_任務說明_
1. 在關於台大太陽能車隊的節錄中,李家驊導演用什麼說法形容鄭榮和教授的妻子?
2. 接著寫關於台大太陽能車隊的節錄,從最後一句之後往下續寫。
━━━━━ 節錄原文
具體舉例而言,導演所希望挖掘的題目,包括像是喬婷與子庭作為女性工程師,本有機會得到更好的發展,卻受到不公平對待,在業界遭受歧視;逸祥和智凱作為一個父親,在家庭裡面臨著角色的改變,對教育也因此產生了一些看法;周行結了婚,步入了人生的另一階段。「每個人的人生都在經歷轉變,」導演說,「而這些也都會改變他們對十年前經驗的投入與理解。」

無標題

其中最讓導演覺得精彩的隱形人物,其實是鄭榮和教授的妻子。李家驊導演形容她是「看不見的影子工程師」。事實上如果沒有她,就不會有台大太陽能車隊。本要當音樂家的她,隨鄭教授一起回國後,當起了音樂老師。十年前鄭教授要募款,她全力支持,不僅幫忙出力找有經濟條件的學生家長,更自掏腰包。然而鄭教授天天泡在工廠裡,卻不回家。在太陽能車隊充滿拚勁的追夢故事背後,其實是師母所做出的犧牲。不論是在實質上還是精神上,師母都給與了鄭教授很大的支撐和力量,可是這對她來說,卻是很大的負擔。鄭教授和妻子的關係並非永遠平順,也一起經歷了爭執及人生大小事。而他們和好的條件卻僅是鄭教授每天要回家吃飯。更重要的是,這樣的犧牲,同學也看見了。十年之後同為人夫的他們,也開始能從另一個側面檢視老師作為一個丈夫是否對妻子盡到了責任。
━━━━━━━━━━
━━━━━ 蒐集資料
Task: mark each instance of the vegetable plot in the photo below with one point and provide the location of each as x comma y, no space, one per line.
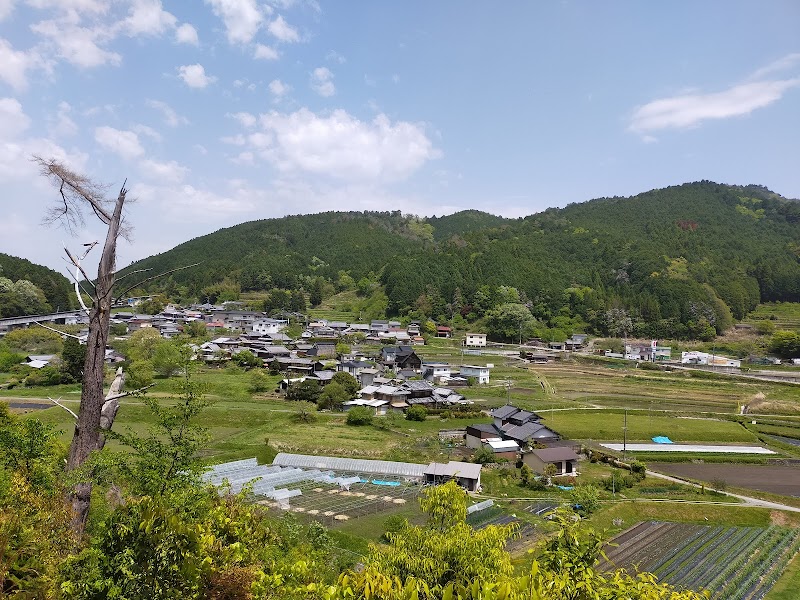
733,563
━━━━━━━━━━
_各題答案_
1. 「看不見的影子工程師」。

2.
其實這一段值得被紀錄的關係,早在《夢想無限》當鄭教授腳痛風卻有意隱瞞妻子,怕她阻止自己去澳洲時就已初見線索。鄭教授尊重並愛自己的妻子,卻不解風情。他們感情堅實,卻也讓妻子做出了很多犧牲。當團隊提出希望能拍攝師母時,她以「你們拍我會哭得很慘」婉拒了。而當導演提出希望過年去他們家裡拍攝時,鄭教授怯懦地轉交電話,師母則在電話裡強硬地表示,「家庭是我們最後的空間。」然而終讓導演感到欣喜的是,師母在看完這一部影片後說,「你們做得很好!」於他而言,這就是最大的安慰。

續篇新寫

看片時會發現,影片中存在兩種不同的影像規格。因為以前的DVCAM是4:3,現在HD是16:9,剪接時導演曾考慮要不要把十年前的影像全部都切成16:9,但後來想想這就是一個痕跡,一個過程,於是決定忠實呈現。而一看粗畫質就知道是跨回十年前,在觀看上也反能形成一種趣味。

對於續篇創作,李家驊導演多次強調出色的剪接師黃懿齡為影片結構和影像細節做出了極大貢獻。剪接師用兩個月的時間看素材,並將十年前後的東西都看了好幾輪。導演表示,若說現在片中十年前後的影像能銜接得漂亮,那都是剪接師的功勞。而前前後後,影片經過反覆討論也修了六七個版本。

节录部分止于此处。